**What is needed**.
Please state how many lines of the data below contain the word "Segment", counting only matches with the same capitalization. Reply with the number alone.

---+---

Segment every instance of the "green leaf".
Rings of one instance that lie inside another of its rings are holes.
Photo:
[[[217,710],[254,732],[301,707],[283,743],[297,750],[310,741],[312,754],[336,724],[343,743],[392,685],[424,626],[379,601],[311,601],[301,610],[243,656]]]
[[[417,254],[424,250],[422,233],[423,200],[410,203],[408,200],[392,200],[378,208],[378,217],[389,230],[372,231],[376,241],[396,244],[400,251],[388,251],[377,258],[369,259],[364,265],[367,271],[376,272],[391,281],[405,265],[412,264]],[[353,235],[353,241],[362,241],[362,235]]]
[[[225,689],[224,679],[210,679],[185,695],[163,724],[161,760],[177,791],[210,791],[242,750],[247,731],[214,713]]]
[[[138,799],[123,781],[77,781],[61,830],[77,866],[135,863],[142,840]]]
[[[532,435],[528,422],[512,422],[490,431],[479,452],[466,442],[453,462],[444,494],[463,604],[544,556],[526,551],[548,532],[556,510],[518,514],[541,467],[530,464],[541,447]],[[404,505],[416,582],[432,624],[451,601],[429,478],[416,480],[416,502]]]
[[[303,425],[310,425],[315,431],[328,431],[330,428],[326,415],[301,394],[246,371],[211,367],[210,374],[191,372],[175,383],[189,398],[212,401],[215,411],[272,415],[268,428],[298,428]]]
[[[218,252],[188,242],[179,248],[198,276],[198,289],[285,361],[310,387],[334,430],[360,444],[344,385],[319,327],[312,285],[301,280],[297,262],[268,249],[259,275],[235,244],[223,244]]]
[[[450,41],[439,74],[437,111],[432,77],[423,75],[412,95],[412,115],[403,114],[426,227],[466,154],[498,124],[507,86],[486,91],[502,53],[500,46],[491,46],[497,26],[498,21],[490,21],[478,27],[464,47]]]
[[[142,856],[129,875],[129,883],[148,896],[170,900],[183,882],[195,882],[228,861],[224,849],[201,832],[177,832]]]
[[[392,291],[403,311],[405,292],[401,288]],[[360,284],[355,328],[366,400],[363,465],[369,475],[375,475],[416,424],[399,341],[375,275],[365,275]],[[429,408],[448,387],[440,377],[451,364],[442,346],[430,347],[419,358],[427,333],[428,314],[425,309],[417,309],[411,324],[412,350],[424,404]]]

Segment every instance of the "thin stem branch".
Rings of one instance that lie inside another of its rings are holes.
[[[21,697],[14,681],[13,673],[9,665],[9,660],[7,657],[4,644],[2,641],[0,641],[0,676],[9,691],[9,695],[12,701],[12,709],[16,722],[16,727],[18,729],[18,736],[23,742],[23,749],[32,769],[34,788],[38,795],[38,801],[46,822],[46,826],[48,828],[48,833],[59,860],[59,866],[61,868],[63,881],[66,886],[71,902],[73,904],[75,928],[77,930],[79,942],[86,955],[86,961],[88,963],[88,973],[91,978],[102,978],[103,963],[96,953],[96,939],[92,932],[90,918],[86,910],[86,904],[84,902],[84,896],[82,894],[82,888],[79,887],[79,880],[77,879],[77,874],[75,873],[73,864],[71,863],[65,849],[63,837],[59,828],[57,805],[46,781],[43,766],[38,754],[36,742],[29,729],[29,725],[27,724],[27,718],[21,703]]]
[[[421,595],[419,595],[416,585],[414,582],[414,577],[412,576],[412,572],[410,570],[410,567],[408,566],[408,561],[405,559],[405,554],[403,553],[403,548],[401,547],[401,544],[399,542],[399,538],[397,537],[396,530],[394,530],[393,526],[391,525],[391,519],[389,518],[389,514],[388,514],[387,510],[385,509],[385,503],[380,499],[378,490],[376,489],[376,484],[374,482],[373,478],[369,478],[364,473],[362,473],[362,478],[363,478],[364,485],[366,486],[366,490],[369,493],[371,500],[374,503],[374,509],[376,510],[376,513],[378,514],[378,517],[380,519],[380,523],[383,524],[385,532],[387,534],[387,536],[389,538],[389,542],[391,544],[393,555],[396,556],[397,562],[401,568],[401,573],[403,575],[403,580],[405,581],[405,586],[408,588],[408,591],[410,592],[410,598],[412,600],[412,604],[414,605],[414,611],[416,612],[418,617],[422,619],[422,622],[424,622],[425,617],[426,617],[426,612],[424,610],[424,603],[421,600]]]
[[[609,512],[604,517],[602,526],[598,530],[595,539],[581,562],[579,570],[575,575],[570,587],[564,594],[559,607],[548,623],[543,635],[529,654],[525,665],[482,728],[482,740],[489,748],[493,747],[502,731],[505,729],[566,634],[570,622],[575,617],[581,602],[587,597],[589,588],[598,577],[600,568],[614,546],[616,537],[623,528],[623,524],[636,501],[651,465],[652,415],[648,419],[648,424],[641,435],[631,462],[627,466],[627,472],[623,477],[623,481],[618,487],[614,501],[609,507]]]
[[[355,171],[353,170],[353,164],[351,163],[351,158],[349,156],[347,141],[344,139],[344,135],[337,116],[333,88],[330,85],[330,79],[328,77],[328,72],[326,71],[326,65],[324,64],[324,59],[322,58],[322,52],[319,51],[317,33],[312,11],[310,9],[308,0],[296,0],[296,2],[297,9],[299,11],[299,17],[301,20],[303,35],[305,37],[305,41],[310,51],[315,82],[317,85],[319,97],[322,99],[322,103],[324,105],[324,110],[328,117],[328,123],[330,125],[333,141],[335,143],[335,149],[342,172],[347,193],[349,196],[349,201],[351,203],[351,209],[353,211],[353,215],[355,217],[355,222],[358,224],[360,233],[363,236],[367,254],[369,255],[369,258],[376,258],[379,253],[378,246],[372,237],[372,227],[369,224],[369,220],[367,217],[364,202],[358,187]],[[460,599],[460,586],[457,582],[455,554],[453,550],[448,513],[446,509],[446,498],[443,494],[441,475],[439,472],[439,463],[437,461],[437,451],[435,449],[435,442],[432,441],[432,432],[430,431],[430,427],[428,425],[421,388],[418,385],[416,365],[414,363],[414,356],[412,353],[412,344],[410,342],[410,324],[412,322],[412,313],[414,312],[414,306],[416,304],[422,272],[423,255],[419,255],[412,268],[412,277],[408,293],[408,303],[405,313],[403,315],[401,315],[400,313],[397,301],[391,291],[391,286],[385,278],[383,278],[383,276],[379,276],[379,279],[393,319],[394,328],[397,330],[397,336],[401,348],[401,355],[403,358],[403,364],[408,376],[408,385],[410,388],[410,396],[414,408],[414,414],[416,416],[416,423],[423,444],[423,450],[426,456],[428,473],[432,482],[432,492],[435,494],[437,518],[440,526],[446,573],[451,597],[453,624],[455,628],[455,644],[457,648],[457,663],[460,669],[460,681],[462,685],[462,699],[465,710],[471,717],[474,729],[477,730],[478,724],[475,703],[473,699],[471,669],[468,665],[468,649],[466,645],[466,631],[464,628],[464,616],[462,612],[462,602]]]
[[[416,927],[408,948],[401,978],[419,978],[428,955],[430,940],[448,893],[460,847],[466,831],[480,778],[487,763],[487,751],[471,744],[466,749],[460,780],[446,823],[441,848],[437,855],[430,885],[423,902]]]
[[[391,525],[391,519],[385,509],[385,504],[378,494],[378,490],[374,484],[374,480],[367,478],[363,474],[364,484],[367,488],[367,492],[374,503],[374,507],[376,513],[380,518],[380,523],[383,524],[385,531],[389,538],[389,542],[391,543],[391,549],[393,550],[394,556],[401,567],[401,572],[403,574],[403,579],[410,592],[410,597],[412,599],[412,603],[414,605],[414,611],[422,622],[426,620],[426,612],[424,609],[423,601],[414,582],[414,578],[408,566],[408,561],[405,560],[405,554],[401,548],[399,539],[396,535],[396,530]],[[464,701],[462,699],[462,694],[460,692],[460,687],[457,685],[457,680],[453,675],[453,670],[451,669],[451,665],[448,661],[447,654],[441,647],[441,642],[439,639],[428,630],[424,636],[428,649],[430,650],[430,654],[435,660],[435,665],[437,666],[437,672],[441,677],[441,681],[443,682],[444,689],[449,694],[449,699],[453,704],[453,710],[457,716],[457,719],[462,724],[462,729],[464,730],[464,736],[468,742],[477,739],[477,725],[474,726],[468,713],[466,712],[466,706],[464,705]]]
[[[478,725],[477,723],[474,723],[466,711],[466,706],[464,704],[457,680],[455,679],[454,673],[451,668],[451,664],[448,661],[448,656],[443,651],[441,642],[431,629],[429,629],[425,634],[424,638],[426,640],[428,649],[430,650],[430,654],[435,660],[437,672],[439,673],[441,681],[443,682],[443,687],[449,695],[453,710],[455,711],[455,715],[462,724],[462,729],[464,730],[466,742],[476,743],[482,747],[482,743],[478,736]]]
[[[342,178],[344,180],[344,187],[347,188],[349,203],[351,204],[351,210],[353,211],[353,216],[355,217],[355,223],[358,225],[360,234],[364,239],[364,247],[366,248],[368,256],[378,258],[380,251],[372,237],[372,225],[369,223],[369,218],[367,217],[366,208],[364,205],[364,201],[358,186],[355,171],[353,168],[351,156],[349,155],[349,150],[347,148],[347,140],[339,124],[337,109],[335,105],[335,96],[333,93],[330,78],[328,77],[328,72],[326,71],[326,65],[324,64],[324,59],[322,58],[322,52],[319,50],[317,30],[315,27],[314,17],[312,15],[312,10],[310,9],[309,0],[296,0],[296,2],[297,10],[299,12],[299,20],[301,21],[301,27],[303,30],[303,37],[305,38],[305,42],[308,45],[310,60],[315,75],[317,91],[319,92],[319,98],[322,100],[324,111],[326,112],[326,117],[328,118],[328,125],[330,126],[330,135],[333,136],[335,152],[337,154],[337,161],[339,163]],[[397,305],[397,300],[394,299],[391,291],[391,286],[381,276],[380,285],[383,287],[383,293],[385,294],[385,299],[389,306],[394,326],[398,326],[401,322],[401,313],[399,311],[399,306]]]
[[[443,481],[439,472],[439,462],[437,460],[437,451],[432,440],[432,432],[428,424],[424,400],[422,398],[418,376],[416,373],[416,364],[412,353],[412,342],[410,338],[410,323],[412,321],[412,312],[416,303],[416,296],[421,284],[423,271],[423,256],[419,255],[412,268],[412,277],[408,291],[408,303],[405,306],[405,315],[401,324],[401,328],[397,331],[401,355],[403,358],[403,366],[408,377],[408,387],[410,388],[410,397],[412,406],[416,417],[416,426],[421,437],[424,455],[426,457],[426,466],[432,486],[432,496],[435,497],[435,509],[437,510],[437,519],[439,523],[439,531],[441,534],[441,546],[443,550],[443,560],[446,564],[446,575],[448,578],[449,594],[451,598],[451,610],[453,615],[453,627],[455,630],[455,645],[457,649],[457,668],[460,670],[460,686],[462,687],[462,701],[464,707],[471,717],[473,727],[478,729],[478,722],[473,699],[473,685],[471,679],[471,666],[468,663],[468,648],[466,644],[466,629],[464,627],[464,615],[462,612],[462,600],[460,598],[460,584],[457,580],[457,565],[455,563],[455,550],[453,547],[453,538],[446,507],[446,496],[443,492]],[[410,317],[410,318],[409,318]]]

---+---

**Solution to the problem**.
2